*Work to complete*:
All lines of the listing that contain "logo" should be shown in full.

*Extracted entries*:
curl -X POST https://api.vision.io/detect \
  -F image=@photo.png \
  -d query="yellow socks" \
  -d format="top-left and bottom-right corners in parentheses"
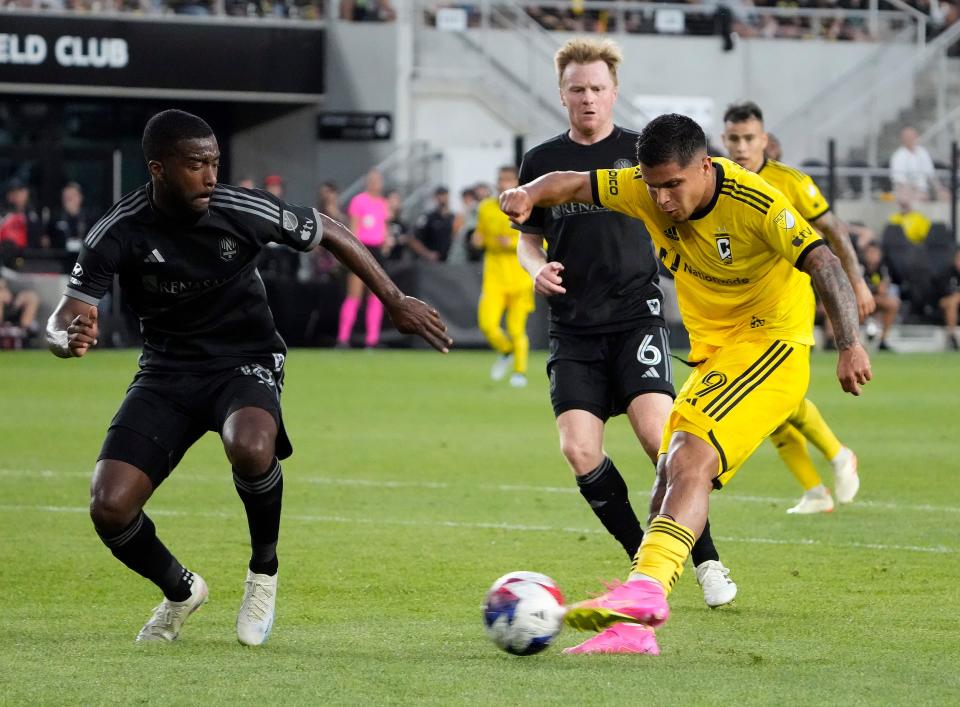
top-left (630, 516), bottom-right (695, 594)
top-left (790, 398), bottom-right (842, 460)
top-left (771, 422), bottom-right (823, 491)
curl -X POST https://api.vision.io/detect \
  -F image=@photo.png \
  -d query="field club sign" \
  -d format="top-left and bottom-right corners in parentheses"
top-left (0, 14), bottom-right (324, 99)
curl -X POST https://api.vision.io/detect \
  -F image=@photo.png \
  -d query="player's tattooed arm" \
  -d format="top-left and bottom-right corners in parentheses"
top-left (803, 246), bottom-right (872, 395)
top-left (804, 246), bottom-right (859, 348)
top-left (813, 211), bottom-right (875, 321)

---

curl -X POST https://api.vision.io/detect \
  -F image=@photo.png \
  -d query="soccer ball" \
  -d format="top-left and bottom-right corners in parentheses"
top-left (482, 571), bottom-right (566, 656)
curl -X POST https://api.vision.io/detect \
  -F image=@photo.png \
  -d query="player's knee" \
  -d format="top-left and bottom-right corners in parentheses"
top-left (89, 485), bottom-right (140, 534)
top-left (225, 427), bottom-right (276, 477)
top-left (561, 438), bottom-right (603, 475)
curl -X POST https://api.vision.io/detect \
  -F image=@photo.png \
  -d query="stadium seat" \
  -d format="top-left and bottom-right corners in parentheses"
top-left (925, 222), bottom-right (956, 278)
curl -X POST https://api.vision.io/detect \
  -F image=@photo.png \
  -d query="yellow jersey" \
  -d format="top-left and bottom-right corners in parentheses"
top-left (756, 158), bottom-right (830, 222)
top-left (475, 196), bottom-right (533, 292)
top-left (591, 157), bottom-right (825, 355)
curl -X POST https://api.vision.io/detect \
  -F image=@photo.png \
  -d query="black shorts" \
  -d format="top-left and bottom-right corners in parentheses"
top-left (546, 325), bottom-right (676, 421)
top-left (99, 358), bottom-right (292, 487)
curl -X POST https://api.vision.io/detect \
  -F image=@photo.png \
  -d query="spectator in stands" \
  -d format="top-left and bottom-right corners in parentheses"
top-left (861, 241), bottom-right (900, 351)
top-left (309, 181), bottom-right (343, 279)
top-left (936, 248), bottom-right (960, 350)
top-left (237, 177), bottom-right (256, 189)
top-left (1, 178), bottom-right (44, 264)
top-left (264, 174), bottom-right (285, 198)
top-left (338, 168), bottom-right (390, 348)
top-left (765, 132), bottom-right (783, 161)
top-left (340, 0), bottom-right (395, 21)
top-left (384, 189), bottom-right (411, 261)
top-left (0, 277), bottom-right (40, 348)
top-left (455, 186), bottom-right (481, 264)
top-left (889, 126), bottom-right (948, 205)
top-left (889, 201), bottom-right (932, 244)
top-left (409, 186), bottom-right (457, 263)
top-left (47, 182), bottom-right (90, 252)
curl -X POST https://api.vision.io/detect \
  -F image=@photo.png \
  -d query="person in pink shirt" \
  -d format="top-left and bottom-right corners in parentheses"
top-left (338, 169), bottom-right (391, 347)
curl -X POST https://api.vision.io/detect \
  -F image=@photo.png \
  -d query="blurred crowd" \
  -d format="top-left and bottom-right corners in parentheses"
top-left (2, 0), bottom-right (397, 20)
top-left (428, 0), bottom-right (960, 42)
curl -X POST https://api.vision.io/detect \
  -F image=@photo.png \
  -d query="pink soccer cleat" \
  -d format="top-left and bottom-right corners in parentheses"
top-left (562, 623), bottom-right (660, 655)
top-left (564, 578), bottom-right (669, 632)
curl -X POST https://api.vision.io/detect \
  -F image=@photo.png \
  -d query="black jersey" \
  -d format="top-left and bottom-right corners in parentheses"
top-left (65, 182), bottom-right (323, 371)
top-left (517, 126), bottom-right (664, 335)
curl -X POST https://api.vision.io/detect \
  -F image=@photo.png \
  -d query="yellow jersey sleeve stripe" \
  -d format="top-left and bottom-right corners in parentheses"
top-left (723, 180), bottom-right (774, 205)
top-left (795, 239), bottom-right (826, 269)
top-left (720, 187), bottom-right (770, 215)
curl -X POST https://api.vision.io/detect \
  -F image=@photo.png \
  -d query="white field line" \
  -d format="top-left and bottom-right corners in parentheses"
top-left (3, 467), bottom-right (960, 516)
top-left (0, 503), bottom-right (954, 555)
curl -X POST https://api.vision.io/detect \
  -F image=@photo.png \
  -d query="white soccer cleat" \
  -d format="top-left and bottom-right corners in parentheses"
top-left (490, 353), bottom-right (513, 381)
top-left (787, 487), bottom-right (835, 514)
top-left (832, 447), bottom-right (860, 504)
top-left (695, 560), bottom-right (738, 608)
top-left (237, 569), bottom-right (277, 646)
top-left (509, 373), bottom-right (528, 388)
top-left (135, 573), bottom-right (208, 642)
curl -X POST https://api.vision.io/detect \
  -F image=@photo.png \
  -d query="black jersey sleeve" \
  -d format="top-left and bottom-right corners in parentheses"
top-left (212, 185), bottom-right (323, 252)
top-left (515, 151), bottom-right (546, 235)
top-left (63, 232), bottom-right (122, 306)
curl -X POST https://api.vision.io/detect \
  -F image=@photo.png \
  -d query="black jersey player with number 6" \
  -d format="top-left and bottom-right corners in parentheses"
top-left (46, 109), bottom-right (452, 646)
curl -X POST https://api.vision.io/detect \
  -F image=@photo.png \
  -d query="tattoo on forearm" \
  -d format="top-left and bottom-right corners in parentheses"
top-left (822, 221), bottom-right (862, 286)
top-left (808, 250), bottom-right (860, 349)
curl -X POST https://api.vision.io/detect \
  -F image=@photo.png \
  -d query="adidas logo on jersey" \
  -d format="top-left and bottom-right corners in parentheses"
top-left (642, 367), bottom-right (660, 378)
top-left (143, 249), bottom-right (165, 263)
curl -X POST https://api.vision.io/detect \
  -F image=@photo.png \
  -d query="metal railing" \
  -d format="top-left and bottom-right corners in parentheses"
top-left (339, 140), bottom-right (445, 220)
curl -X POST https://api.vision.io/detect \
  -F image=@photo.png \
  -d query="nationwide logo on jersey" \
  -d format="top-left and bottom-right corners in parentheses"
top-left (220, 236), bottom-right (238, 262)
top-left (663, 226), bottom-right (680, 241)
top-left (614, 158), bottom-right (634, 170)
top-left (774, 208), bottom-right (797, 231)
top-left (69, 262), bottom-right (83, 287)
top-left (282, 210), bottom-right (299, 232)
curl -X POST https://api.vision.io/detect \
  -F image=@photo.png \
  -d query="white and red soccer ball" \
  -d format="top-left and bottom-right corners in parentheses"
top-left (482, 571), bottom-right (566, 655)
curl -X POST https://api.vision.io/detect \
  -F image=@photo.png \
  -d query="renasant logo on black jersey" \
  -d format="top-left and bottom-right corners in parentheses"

*Exercise answer*:
  -d query="adidas logo on jersey" \
  -d query="nationwide logo on jersey" \
  -d query="renasant logo on black jersey" \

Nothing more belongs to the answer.